• _Exercise goal_: Retype every line from the one containing "If you could pick out the red wasp" through the last line of the records below, both included; leave out the pictures.

• _The input_:

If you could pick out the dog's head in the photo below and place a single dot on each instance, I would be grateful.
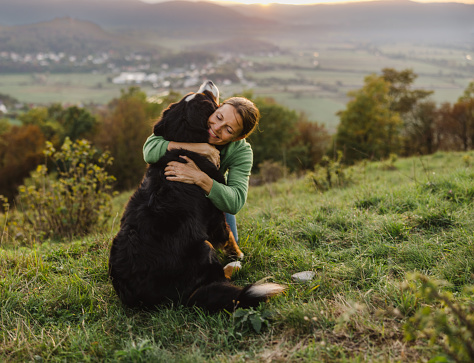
(186, 120)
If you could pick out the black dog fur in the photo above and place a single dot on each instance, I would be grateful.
(164, 251)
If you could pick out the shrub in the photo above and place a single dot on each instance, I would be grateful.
(445, 321)
(329, 174)
(73, 204)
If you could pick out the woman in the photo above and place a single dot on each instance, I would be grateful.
(227, 148)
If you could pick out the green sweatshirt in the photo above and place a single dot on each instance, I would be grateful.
(236, 163)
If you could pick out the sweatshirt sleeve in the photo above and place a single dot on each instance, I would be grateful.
(154, 148)
(231, 198)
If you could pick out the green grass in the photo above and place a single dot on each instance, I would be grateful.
(57, 303)
(64, 88)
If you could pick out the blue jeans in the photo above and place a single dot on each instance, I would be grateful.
(232, 222)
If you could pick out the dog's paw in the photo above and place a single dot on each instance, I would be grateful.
(231, 267)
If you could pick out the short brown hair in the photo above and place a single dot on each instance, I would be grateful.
(247, 111)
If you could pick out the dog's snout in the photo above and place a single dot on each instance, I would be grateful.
(211, 87)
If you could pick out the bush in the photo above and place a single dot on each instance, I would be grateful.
(73, 204)
(329, 174)
(444, 321)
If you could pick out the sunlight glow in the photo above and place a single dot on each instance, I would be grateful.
(312, 2)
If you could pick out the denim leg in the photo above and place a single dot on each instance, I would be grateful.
(232, 222)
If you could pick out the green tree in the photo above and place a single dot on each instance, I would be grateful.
(422, 129)
(466, 103)
(309, 145)
(123, 130)
(21, 150)
(410, 103)
(368, 127)
(277, 127)
(403, 96)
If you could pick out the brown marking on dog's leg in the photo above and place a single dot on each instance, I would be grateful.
(230, 268)
(209, 244)
(231, 247)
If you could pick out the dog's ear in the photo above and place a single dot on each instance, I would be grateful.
(170, 119)
(197, 114)
(159, 128)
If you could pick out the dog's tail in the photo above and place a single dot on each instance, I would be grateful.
(223, 295)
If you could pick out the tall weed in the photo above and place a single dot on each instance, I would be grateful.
(74, 203)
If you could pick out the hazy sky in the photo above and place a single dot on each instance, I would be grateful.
(266, 2)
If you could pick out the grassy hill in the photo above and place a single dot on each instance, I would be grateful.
(362, 241)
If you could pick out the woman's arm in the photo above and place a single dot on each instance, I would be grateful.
(156, 146)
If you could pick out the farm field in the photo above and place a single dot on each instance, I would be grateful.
(314, 78)
(363, 242)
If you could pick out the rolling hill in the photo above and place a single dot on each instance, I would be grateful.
(67, 35)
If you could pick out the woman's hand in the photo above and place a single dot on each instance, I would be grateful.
(188, 173)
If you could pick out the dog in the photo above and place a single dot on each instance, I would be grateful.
(165, 250)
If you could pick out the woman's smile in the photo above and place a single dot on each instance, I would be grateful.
(225, 125)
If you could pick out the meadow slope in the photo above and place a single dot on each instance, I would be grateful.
(362, 241)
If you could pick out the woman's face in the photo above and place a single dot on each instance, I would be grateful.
(225, 125)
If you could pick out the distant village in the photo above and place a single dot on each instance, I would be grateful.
(133, 68)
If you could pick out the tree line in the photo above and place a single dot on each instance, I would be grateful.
(389, 116)
(386, 116)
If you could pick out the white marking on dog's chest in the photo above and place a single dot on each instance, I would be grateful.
(190, 97)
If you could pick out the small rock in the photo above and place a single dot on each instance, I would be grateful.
(304, 276)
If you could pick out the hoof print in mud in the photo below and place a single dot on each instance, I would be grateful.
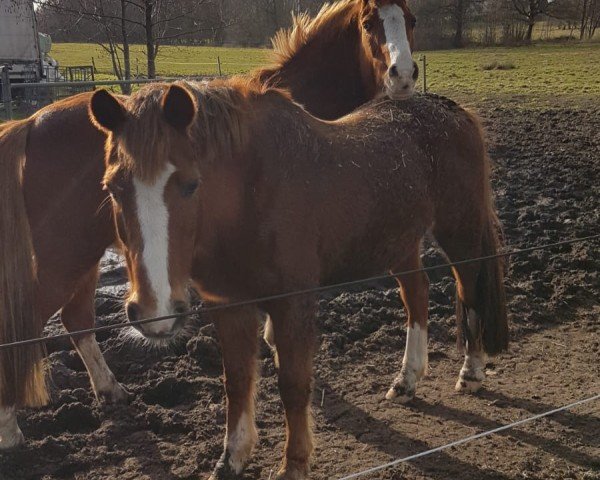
(117, 396)
(465, 385)
(76, 418)
(223, 470)
(400, 394)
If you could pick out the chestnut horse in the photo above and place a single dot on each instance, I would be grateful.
(240, 190)
(52, 167)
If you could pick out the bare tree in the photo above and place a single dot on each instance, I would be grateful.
(530, 10)
(104, 22)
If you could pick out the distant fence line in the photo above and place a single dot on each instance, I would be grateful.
(19, 100)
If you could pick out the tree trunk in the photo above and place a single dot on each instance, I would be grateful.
(459, 17)
(126, 89)
(529, 33)
(583, 20)
(150, 55)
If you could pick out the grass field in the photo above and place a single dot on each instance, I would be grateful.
(540, 72)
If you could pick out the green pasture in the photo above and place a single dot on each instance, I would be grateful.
(539, 72)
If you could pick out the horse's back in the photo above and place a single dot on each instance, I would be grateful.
(63, 192)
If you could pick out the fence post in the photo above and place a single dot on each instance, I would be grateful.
(6, 93)
(424, 59)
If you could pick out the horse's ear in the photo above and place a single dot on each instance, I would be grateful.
(178, 107)
(106, 111)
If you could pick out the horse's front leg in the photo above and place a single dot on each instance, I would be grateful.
(10, 433)
(237, 330)
(294, 332)
(414, 290)
(79, 314)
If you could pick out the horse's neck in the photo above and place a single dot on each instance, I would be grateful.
(329, 77)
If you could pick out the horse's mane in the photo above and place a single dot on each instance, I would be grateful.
(304, 29)
(219, 130)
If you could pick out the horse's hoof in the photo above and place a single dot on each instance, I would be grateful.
(117, 395)
(10, 442)
(223, 470)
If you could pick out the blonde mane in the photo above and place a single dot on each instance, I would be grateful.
(219, 130)
(287, 42)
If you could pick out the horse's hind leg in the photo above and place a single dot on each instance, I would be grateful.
(10, 433)
(472, 373)
(414, 290)
(79, 314)
(237, 330)
(460, 245)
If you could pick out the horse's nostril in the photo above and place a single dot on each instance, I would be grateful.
(133, 312)
(180, 308)
(415, 72)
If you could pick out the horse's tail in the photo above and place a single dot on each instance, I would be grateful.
(490, 295)
(22, 380)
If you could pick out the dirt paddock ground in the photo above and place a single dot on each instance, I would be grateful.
(546, 178)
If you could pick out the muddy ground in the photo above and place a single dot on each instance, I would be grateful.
(547, 180)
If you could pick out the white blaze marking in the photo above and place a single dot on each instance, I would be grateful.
(153, 218)
(394, 26)
(10, 433)
(415, 355)
(240, 442)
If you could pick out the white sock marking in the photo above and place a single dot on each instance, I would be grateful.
(102, 378)
(153, 218)
(240, 442)
(394, 26)
(415, 355)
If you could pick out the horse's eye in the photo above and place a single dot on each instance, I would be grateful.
(114, 190)
(188, 189)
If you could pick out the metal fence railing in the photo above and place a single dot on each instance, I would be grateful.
(19, 100)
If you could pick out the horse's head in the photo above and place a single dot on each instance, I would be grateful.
(388, 33)
(152, 180)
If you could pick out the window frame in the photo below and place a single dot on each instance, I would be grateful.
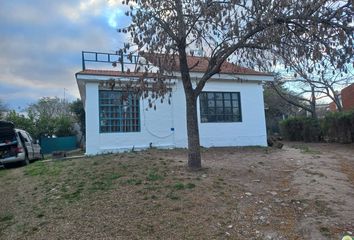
(205, 113)
(119, 119)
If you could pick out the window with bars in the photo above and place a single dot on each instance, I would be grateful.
(119, 111)
(220, 107)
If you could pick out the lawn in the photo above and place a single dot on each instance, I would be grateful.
(241, 193)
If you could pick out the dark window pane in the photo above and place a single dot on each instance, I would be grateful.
(219, 103)
(211, 96)
(211, 103)
(227, 96)
(218, 96)
(219, 107)
(116, 111)
(219, 111)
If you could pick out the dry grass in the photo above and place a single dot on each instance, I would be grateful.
(152, 195)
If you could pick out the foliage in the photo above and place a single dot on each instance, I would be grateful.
(3, 109)
(47, 117)
(247, 32)
(48, 107)
(339, 127)
(291, 129)
(335, 127)
(64, 126)
(276, 107)
(21, 121)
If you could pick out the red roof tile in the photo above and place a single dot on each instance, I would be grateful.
(112, 73)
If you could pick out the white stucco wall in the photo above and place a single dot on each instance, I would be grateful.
(166, 127)
(156, 127)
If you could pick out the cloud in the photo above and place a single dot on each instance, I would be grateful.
(41, 44)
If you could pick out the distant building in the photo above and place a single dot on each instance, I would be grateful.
(346, 97)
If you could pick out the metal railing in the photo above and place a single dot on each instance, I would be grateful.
(115, 59)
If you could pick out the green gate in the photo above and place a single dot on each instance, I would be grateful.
(49, 145)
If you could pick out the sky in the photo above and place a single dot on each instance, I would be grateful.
(41, 43)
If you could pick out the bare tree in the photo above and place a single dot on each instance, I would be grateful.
(243, 31)
(3, 109)
(316, 79)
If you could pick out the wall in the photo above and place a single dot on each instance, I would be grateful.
(156, 127)
(250, 132)
(166, 127)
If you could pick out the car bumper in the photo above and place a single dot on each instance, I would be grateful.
(19, 158)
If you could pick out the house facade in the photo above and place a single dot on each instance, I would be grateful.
(346, 97)
(230, 111)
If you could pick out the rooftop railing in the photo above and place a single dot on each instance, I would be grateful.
(120, 61)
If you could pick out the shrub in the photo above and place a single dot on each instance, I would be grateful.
(291, 129)
(335, 127)
(311, 130)
(338, 127)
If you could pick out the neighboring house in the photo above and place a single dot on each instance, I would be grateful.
(347, 99)
(230, 109)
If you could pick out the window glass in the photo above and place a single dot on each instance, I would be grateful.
(119, 111)
(220, 107)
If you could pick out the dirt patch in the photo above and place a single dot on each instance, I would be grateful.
(299, 192)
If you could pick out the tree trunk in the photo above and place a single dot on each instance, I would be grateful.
(194, 158)
(313, 103)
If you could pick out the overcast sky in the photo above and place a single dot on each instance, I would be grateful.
(41, 43)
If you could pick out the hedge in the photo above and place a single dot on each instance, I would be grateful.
(334, 127)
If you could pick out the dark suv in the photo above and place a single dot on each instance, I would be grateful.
(16, 145)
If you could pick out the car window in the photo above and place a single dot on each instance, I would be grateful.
(22, 137)
(29, 137)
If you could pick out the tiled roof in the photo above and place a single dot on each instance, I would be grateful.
(197, 64)
(112, 73)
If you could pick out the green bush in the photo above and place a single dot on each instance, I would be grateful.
(339, 127)
(335, 127)
(291, 129)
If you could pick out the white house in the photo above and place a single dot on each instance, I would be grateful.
(230, 110)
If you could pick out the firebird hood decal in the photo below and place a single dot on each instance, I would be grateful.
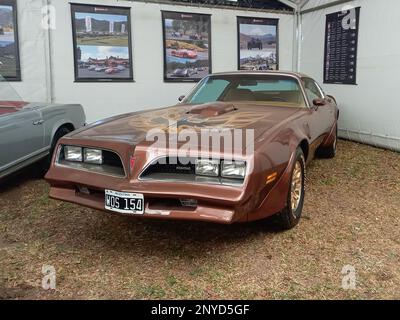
(134, 127)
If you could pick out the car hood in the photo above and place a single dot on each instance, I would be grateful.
(134, 127)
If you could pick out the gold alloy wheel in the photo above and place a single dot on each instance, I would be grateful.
(297, 186)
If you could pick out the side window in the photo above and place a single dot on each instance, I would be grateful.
(312, 90)
(210, 91)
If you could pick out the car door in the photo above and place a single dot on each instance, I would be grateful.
(21, 136)
(321, 117)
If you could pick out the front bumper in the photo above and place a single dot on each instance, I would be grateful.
(215, 203)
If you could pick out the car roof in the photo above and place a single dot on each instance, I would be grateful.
(278, 72)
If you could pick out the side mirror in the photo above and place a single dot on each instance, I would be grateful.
(318, 102)
(332, 98)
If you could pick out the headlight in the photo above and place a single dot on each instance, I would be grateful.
(233, 169)
(207, 167)
(72, 153)
(93, 156)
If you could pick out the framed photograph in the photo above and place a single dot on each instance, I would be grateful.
(187, 46)
(341, 47)
(258, 43)
(102, 43)
(9, 49)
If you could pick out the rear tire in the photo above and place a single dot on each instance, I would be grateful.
(61, 132)
(329, 152)
(289, 217)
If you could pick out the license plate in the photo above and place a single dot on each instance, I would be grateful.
(124, 202)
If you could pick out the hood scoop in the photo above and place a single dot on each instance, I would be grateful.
(213, 109)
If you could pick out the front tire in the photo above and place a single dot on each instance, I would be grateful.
(289, 217)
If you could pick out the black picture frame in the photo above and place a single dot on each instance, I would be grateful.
(16, 76)
(102, 76)
(340, 66)
(261, 22)
(187, 16)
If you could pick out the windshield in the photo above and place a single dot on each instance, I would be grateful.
(271, 89)
(7, 92)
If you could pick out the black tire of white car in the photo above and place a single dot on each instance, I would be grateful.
(61, 132)
(329, 152)
(289, 217)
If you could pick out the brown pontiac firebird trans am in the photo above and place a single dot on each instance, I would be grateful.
(124, 165)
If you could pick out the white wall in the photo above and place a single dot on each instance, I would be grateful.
(32, 47)
(148, 91)
(370, 111)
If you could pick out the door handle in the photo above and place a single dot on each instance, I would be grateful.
(38, 122)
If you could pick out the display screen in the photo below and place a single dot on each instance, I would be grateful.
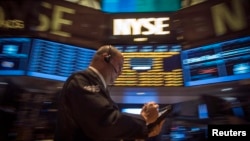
(14, 53)
(218, 62)
(202, 111)
(56, 61)
(118, 6)
(150, 65)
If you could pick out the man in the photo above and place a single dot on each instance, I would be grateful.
(86, 111)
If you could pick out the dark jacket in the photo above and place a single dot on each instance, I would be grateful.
(86, 112)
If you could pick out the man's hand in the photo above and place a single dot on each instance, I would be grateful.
(150, 112)
(156, 130)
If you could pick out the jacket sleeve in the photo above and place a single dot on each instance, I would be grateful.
(97, 116)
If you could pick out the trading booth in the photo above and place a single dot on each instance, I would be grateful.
(195, 58)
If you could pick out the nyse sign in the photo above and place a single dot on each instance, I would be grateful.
(141, 26)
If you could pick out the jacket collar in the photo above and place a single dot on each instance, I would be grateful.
(99, 75)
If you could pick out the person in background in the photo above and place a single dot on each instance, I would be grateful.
(86, 111)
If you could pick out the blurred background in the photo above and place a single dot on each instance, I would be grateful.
(191, 54)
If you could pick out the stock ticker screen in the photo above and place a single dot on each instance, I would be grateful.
(219, 62)
(56, 61)
(14, 55)
(150, 65)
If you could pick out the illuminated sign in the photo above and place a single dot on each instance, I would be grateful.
(141, 26)
(216, 63)
(150, 65)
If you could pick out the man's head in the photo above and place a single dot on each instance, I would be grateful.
(109, 62)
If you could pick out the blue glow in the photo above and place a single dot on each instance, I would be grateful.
(139, 99)
(132, 110)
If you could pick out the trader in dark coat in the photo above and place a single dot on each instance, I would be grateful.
(86, 111)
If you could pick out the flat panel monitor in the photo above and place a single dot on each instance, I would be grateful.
(14, 54)
(150, 65)
(56, 61)
(215, 63)
(122, 6)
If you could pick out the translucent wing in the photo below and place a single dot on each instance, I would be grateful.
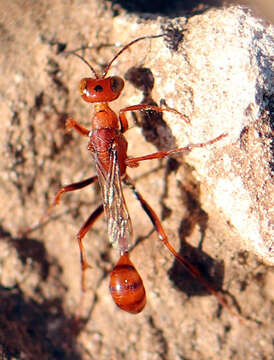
(117, 216)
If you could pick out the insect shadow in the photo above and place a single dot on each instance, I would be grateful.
(153, 126)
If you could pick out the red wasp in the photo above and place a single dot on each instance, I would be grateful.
(108, 147)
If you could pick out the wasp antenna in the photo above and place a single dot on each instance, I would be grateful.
(67, 53)
(126, 47)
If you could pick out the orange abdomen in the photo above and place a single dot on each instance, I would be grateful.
(126, 286)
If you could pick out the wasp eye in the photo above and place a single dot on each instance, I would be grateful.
(116, 84)
(98, 88)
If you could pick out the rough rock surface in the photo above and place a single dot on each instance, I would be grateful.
(215, 67)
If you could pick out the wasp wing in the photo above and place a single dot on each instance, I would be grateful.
(116, 212)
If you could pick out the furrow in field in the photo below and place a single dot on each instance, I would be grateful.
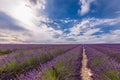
(85, 72)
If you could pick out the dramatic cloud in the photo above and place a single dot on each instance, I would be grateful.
(9, 36)
(90, 23)
(39, 21)
(85, 6)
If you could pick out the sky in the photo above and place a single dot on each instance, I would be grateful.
(59, 21)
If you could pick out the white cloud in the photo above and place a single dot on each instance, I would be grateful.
(29, 14)
(10, 36)
(85, 6)
(90, 23)
(91, 31)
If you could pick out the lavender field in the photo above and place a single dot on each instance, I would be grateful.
(60, 62)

• _Solution for this task_:
If you could pick out the red wasp in the photo above and place a single dot on each instance, I would be grateful.
(108, 147)
If you could pick out the wasp antenna in the photo above and place a single dot on each instance, I would be grateful.
(67, 53)
(126, 47)
If you could pick out the orange abdomen in the photo above and place a single dot on each instance, I would be grateful.
(126, 286)
If you could pick out the wasp eye in the photo above and place a single dot on each instance, I would be grateful.
(116, 84)
(98, 88)
If you could pick out the rough rock surface in the photo above and place a single dot on each instance, I would be grateful.
(215, 67)
If you could pick out the wasp wing in the photo above and place a single dot on each instance, I would be grateful.
(116, 212)
If you could pick out the furrow in field in the photo below and place a single dot on each instance, I would be grateful.
(85, 72)
If you could pick out the dramatic cloud in the photo above and place a single dot on each instance, I would be grateful.
(9, 36)
(90, 23)
(39, 21)
(85, 6)
If you could pick out the sky in the photo above and place a single dot on each instance, I would be grateful.
(59, 21)
If you could pick out the white cloud in the photo above and place a single dot on each instance, I would be grateful.
(29, 14)
(10, 36)
(85, 6)
(90, 23)
(91, 31)
If you could pick out the lavender field in the photo above and place a single dot on each instance, I would be grateful.
(60, 62)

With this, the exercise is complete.